● **STATED PROBLEM A**
Identify every line of the rows below that contains the string "water", and copy each such line.

● **EXTRACT**
"""

The torsion coil spring 70 is disposed at the periphery of the assembling hole 32d in a state where one end thereof is locked at the spring locking part 32e (Refer to FIG. 22A) . In this state, the tip end part of the supporting axis 45 of the rotor 40 is inserted into the assembling hole 32d. Here, a key projection rim 45a is formed on the peripheral surface of the supporting axis 45. The forming positions and forming angles of the respective parts are adjusted so that, by aligning the key projection rim 45a with the key groove 32c of the assembling hole 32d, the spring force receiving part 48 of the rotor 40 is disposed at a position where the spring force receiving part 48 is engaged with the other end of the torsion coil spring 70. That is, the key groove 32c and the key projection rim 45a composes a position-aligning portion where the spring force receiving part 48 is disposed at a position where the spring force receiving part 48 can be engaged with the torsion coil spring 70 when mounting the rotor 40 at the base member 30.

"""

● **STATED PROBLEM B**
List every part in the torsion coil spring passage whose reference sign ends in a lowercase letter, giving each with its sign.

[Pointing dataset records]

"""

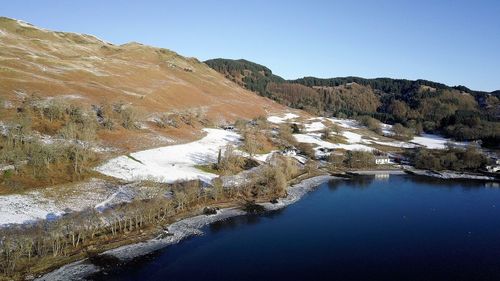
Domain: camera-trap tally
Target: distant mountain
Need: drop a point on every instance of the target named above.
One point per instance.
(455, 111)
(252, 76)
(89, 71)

"""
"""

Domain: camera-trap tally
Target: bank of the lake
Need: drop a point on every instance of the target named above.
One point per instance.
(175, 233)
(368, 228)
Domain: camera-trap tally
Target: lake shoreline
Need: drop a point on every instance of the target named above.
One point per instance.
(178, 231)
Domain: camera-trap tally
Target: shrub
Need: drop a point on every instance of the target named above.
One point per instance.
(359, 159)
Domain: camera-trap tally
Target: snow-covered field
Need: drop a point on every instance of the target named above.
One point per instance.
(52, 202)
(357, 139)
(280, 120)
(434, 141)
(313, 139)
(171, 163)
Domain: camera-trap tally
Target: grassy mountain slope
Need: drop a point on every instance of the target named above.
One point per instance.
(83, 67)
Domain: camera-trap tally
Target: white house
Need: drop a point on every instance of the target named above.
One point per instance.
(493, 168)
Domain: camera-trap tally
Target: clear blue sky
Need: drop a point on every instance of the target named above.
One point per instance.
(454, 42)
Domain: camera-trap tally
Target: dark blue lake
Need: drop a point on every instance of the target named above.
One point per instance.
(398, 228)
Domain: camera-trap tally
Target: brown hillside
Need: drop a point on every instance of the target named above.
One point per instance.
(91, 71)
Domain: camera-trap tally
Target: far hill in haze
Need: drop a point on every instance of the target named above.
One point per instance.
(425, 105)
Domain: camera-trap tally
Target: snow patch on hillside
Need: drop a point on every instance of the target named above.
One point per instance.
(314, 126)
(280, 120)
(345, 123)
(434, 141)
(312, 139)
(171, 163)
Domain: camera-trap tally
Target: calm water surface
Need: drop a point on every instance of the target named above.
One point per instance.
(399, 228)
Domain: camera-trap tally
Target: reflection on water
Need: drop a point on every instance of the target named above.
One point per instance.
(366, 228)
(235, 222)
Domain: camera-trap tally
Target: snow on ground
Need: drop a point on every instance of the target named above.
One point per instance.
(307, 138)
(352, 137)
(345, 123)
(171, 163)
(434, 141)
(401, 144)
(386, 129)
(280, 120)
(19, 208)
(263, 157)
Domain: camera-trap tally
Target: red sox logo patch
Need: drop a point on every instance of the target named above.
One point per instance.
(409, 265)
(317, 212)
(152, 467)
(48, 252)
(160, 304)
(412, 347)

"""

● **WRITTEN ANSWER A**
Target: calm water surface
Target: reflection on water

● **WRITTEN ANSWER B**
- assembling hole 32d
- spring locking part 32e
- key projection rim 45a
- key groove 32c